▶ **Exercise brief**: Every line of the listing that contains the word "woman" is to be copied out.

[[ Exercise materials open ]]

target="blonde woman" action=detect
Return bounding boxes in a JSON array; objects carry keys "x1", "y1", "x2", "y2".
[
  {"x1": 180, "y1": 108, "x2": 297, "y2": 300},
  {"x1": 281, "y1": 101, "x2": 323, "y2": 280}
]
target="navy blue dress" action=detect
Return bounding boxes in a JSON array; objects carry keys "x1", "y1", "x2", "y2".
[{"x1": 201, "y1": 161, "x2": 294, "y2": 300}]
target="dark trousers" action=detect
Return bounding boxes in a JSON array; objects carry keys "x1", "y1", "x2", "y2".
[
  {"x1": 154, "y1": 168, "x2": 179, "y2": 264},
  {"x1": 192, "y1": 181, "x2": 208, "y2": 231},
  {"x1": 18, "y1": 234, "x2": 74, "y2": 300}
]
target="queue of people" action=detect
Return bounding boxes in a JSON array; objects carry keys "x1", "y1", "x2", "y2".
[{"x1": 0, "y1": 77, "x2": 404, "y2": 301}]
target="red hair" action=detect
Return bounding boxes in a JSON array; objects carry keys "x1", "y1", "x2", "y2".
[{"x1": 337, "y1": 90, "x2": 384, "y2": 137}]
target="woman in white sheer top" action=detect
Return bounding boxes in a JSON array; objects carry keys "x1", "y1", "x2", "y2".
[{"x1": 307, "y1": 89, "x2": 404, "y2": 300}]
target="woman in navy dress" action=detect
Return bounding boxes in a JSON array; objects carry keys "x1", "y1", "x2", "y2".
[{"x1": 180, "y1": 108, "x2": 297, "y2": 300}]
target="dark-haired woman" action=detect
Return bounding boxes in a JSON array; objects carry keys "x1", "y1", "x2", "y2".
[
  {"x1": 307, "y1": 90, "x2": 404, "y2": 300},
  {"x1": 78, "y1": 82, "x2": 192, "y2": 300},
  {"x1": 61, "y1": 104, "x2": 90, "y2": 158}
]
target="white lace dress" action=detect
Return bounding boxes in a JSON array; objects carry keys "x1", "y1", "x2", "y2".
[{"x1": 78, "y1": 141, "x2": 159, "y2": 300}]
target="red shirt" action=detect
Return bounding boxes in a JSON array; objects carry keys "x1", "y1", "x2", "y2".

[[ Exercise materials closed ]]

▶ **Response area**:
target="blonde woman" action=detect
target="woman in white sheer top" action=detect
target="woman in navy dress" action=detect
target="dark-haired woman" action=detect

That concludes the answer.